书面题目 A:
请把“所给条目”中的若干行按比例缩放后重写：从含有“For each instance of the apartment”的那一行开始，到这些行的最后一行为止，首尾两行都算在内，只写这几行。各行文字保持不变，只把括号里的坐标数值乘以1.85，再四舍五入为整数，恰好是.5时进一。

原文:
ZOJ 1610 Count the Colors （线段树区间染色）

题意: 不断对区间染色 最后求每种颜色有连续的几段 按字典序输出

分析: 由于是区间染色啦 假如将区间全部看成点

          [2,3] 1    [3,4] 2 这样的话 本来3颜色是1 却变成了2 会有问题

          解决方式将[l,r]区间更新的时候用[l,r-1]来代替 保持原来的区间的性质

          问题就 转化成了线段树区间更新的问题了

代码:

//
//  Created by TaoSama on 2015-09-16
//  Copyright (c) 2015 TaoSama. All rights reserved.
//
//#pragma comment(linker, "/STACK:1024000000,1024000000")
#include <algorithm>
#include <cctype>
#include <cmath>
#include <cstdio>
#include <cstdlib>
#include <cstring>
#include <iomanip>
#include <iostream>
#include <map>
#include <queue>
#include <string>
#include <set>
#include <vector>

using namespace std;
#define pr(x) cout << #x << " = " << x << "  "

书面题目 B:
按原文所说，更新区间[l,r]时改用哪个区间来代替？

所给条目:
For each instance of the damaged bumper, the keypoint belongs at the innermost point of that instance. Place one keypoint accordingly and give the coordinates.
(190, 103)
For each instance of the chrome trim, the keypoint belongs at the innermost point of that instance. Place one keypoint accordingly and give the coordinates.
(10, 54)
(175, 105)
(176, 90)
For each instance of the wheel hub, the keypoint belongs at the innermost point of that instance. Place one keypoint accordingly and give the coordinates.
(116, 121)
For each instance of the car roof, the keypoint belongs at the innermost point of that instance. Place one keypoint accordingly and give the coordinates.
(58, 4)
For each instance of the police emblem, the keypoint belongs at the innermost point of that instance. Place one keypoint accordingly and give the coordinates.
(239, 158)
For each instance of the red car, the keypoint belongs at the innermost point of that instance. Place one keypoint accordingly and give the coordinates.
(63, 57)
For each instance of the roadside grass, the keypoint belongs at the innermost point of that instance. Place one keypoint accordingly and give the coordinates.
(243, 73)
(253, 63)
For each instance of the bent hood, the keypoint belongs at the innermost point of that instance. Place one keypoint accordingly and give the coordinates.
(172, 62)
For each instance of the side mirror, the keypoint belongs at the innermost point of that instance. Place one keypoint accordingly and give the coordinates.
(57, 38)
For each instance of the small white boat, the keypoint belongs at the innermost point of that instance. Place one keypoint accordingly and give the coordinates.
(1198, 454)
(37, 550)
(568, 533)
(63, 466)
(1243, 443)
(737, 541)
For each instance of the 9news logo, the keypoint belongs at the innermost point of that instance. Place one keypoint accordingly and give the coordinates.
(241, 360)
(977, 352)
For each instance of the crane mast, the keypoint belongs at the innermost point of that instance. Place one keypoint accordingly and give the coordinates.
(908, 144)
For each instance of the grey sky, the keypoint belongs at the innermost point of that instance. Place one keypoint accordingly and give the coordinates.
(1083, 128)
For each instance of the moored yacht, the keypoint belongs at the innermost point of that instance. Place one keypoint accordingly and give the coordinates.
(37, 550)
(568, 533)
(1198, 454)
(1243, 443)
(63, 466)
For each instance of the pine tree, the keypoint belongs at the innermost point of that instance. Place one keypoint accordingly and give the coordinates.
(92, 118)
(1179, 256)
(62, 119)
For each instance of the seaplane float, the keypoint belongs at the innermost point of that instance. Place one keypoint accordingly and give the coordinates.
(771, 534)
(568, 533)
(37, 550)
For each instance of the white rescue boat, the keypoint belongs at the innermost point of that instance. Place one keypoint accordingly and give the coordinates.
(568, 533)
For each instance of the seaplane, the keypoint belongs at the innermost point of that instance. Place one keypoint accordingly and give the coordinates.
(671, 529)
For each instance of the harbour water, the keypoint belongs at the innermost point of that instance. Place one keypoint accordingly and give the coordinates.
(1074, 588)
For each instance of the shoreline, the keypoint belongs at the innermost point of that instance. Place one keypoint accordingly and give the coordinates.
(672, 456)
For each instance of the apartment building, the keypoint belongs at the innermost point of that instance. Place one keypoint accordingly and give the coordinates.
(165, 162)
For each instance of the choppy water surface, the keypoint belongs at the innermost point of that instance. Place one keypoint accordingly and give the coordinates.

完整输出 A:
For each instance of the apartment building, the keypoint belongs at the innermost point of that instance. Place one keypoint accordingly and give the coordinates.
(305, 300)
For each instance of the choppy water surface, the keypoint belongs at the innermost point of that instance. Place one keypoint accordingly and give the coordinates.

完整输出 B:
用[l,r-1]来代替。